§ Work required: Revise every row below by putting "single point" in place of "single keypoint", keeping all else unchanged, and leave the pictures out of your answer.

[Object position labeling rows]
— Begin —
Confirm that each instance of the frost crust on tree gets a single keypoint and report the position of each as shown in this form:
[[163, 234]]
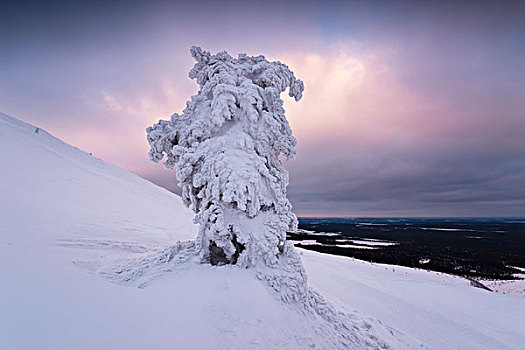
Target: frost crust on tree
[[226, 148]]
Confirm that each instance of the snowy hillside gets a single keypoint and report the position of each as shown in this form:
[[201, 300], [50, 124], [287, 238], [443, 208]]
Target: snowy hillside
[[65, 216]]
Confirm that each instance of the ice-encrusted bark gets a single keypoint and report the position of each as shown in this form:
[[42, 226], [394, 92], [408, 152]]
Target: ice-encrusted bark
[[226, 148]]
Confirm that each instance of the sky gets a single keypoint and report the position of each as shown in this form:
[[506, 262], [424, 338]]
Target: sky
[[410, 108]]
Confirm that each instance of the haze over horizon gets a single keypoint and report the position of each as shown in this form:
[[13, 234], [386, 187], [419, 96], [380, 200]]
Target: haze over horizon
[[409, 109]]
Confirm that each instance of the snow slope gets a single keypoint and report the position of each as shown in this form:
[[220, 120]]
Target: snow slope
[[65, 215]]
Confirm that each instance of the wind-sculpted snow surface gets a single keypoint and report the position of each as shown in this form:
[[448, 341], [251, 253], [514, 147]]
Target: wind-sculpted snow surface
[[226, 147]]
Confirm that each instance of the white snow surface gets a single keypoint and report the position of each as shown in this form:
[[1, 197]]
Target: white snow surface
[[65, 216]]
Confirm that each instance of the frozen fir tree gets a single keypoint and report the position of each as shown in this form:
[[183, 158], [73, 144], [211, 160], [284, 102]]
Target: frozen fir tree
[[227, 148]]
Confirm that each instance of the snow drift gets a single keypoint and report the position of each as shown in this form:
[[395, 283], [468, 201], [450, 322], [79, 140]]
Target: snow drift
[[67, 217]]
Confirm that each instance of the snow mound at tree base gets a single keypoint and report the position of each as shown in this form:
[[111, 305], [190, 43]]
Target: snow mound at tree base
[[67, 218], [320, 323]]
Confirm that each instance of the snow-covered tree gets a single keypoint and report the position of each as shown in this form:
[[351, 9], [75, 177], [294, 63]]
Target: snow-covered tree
[[227, 148]]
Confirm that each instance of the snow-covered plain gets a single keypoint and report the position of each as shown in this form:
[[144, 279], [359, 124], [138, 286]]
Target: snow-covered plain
[[65, 215]]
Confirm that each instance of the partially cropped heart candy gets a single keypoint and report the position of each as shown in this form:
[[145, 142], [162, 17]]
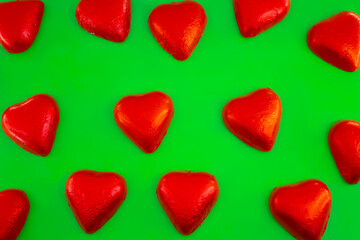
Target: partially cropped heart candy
[[255, 16], [145, 118], [303, 208], [32, 124], [108, 19], [336, 40], [187, 198], [255, 118], [19, 24], [178, 27], [344, 142], [94, 197], [14, 210]]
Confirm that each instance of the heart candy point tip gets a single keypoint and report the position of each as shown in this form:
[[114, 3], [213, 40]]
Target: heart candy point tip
[[19, 24], [32, 124], [254, 118], [344, 143], [302, 208], [14, 210], [94, 197], [336, 40], [145, 118], [256, 16], [187, 198], [178, 27]]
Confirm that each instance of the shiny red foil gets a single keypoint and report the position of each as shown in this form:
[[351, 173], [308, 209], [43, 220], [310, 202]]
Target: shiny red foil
[[14, 210], [178, 27], [19, 24], [32, 124], [255, 16], [344, 142], [255, 118], [336, 40], [302, 208], [108, 19], [187, 198], [94, 197], [145, 118]]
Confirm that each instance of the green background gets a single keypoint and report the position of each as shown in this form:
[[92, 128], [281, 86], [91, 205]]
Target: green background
[[88, 75]]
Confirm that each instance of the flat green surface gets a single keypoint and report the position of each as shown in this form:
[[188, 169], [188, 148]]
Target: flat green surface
[[88, 75]]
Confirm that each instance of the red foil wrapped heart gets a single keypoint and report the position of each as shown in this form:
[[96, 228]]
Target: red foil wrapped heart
[[178, 27], [336, 40], [108, 19], [14, 210], [32, 124], [255, 16], [94, 197], [145, 118], [344, 142], [19, 24], [303, 208], [187, 198], [255, 118]]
— End —
§ Response to this task:
Confirm that each instance of the frost crust on tree gets a single point and report the position of each as shown in this form:
[[163, 234]]
Target: frost crust on tree
[[226, 148]]
Confirm that each instance of the snowy hillside gets a single point and report the position of each as shown in this form:
[[201, 300], [50, 124], [287, 238], [443, 208]]
Target: snowy hillside
[[65, 216]]
Confirm that each instance of the ice-encrusted bark gets a single point and report the position of each as shown in this form:
[[42, 226], [394, 92], [408, 152]]
Target: ice-encrusted bark
[[226, 148]]
Confirm that each instance of the sky gets a single point and report the position of each as shown in this form:
[[506, 262], [424, 338]]
Target: sky
[[410, 108]]
Confirm that each instance of the haze over horizon gets a single point and report the position of each as shown in this form:
[[13, 234], [386, 187], [419, 96], [380, 200]]
Target: haze over horizon
[[409, 109]]
Confirm that each instance of the snow slope gets a single point and report the position of each as shown in this form:
[[220, 120]]
Target: snow slope
[[65, 215]]
Confirm that each instance of the wind-sculpted snow surface gets a single point and report the position of each as shown in this form:
[[448, 341], [251, 253], [514, 147]]
Target: wind-sculpted snow surface
[[226, 147]]
Confirm that each instance of the white snow surface gets a single point and report the position of each as shown in this form:
[[1, 197]]
Target: white snow surface
[[65, 216]]
Confirm that each instance of the frozen fir tree gets a single point and report the position of each as shown in this form:
[[183, 158], [73, 144], [211, 160], [284, 102]]
Target: frozen fir tree
[[227, 148]]
Confirm that each instance of the snow drift gets a single point and report the position of each as shown in this form:
[[395, 283], [468, 201], [450, 322], [79, 140]]
Target: snow drift
[[67, 217]]
Confirm that each instance of the snow mound at tree base gets a single point and report the position of each as shown in this form:
[[111, 305], [190, 43]]
Target: snow mound at tree base
[[67, 218], [320, 323]]
Confirm that each instance of the snow-covered tree gets a single point and report the position of each as shown in this form:
[[351, 9], [75, 177], [294, 63]]
Target: snow-covered tree
[[227, 148]]
Confirm that each instance of the snow-covered plain gets a single point and report the position of each as shown in this form:
[[144, 279], [359, 124], [138, 286]]
Target: snow-covered plain
[[65, 215]]
Confirm that each instance of the partially cropped heart candy gets a single point and report the position of each as shown in this form:
[[145, 142], [162, 17]]
Target: partially cropped heart candy
[[255, 16], [145, 118], [303, 208], [32, 124], [108, 19], [336, 40], [187, 198], [255, 118], [19, 24], [178, 27], [344, 142], [94, 197], [14, 210]]
Confirm that each instance of the heart candy point tip gets a single point and report the position of each as shown in this form:
[[114, 3], [213, 40]]
Target: heart candy point tip
[[19, 24], [32, 124], [254, 118], [344, 143], [302, 208], [14, 210], [94, 197], [336, 40], [145, 118], [256, 16], [187, 198], [178, 27]]
Confirm that each instance of the shiny red foil gets a single point and report the position of each as shown in this form:
[[351, 173], [308, 209], [43, 220], [310, 202]]
Target: shiny red foil
[[14, 210], [178, 27], [19, 24], [32, 124], [255, 16], [344, 142], [255, 118], [336, 40], [302, 208], [108, 19], [187, 198], [94, 197], [145, 118]]
Confirm that each instance of the green background gets a single point and report the position of each as shown in this form:
[[92, 128], [281, 86], [91, 205]]
Target: green background
[[88, 75]]
Confirm that each instance of the flat green surface gets a single point and report the position of each as shown in this form:
[[188, 169], [188, 148]]
Target: flat green surface
[[88, 75]]
Confirm that each instance of the red foil wrapped heart gets a single point and report the position of each as shown in this form:
[[96, 228]]
Target: red foil wrapped heart
[[178, 27], [336, 40], [108, 19], [14, 210], [32, 124], [255, 16], [94, 197], [145, 118], [344, 142], [19, 24], [303, 208], [187, 198], [255, 118]]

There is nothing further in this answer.